_TO DO_:
Render the material below as a JSON list of strings with one string per line and no entries for blank lines. Leave the pictures out.
────
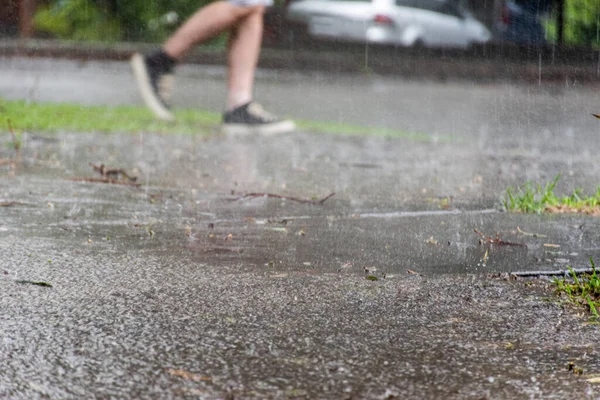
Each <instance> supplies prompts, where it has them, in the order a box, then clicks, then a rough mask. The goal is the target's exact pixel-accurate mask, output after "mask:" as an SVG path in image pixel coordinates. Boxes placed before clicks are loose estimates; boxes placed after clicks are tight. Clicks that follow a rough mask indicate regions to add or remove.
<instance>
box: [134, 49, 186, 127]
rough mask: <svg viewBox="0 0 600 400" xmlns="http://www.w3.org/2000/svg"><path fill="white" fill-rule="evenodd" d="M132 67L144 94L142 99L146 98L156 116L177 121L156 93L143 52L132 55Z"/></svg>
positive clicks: (146, 100) (136, 77)
mask: <svg viewBox="0 0 600 400" xmlns="http://www.w3.org/2000/svg"><path fill="white" fill-rule="evenodd" d="M131 68H132V69H133V74H134V75H135V80H136V82H137V85H138V89H139V90H140V94H141V95H142V99H144V103H146V106H148V108H149V109H150V111H152V113H153V114H154V116H155V117H156V118H158V119H162V120H163V121H171V122H172V121H175V116H174V115H173V113H172V112H171V111H169V109H168V108H166V107H165V106H164V105H163V104H162V103H161V101H160V100H159V99H158V98H157V97H156V95H155V94H154V90H153V89H152V84H151V83H150V77H149V76H148V71H147V70H146V65H145V62H144V57H143V56H142V55H141V54H139V53H135V54H134V55H133V57H131Z"/></svg>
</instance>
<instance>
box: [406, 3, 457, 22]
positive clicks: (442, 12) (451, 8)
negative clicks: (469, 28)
mask: <svg viewBox="0 0 600 400" xmlns="http://www.w3.org/2000/svg"><path fill="white" fill-rule="evenodd" d="M396 5H398V6H403V7H413V8H418V9H421V10H427V11H435V12H439V13H442V14H447V15H452V16H454V17H459V18H460V17H462V13H461V11H460V9H459V7H458V5H457V4H456V3H454V2H452V1H444V0H396Z"/></svg>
────
_RESULT OF THIS TASK_:
[
  "Each <instance> supplies prompts, where it has them, in the order a box, then clicks, then a rough mask. The goal is the target's exact pixel-accurate mask, output after \"mask:\" as an SVG path in image pixel coordinates. Boxes placed before clicks are loose estimates; boxes placed after clicks are tight. Clicks that follow a rough mask indicate regions to add or remove.",
  "<instance>",
  "box: [134, 49, 186, 127]",
  "rough mask: <svg viewBox=\"0 0 600 400\" xmlns=\"http://www.w3.org/2000/svg\"><path fill=\"white\" fill-rule=\"evenodd\" d=\"M132 67L144 94L142 99L146 98L156 116L177 121L156 93L143 52L132 55Z\"/></svg>",
  "positive clicks: (146, 100) (136, 77)",
  "mask: <svg viewBox=\"0 0 600 400\" xmlns=\"http://www.w3.org/2000/svg\"><path fill=\"white\" fill-rule=\"evenodd\" d=\"M131 68H132V69H133V74H134V75H135V80H136V82H137V85H138V89H139V90H140V94H141V95H142V99H144V103H146V106H148V108H149V109H150V111H152V113H153V114H154V116H155V117H156V118H158V119H162V120H163V121H171V122H172V121H175V116H174V115H173V113H172V112H171V111H169V109H168V108H166V107H165V106H164V105H163V104H162V103H161V101H160V100H159V99H158V98H157V97H156V95H155V94H154V90H153V89H152V84H151V83H150V77H149V76H148V71H147V70H146V65H145V62H144V57H143V56H142V55H141V54H139V53H135V54H134V55H133V57H131Z\"/></svg>",
  "</instance>",
  "<instance>",
  "box: [406, 3, 457, 22]",
  "positive clicks: (442, 12) (451, 8)",
  "negative clicks: (469, 28)",
  "mask: <svg viewBox=\"0 0 600 400\" xmlns=\"http://www.w3.org/2000/svg\"><path fill=\"white\" fill-rule=\"evenodd\" d=\"M396 5H398V6H403V7H413V8H418V9H421V10H427V11H435V12H439V13H442V14H447V15H452V16H454V17H459V18H460V17H462V13H461V11H460V9H459V7H458V5H457V4H456V3H454V2H452V1H444V0H396Z\"/></svg>"
]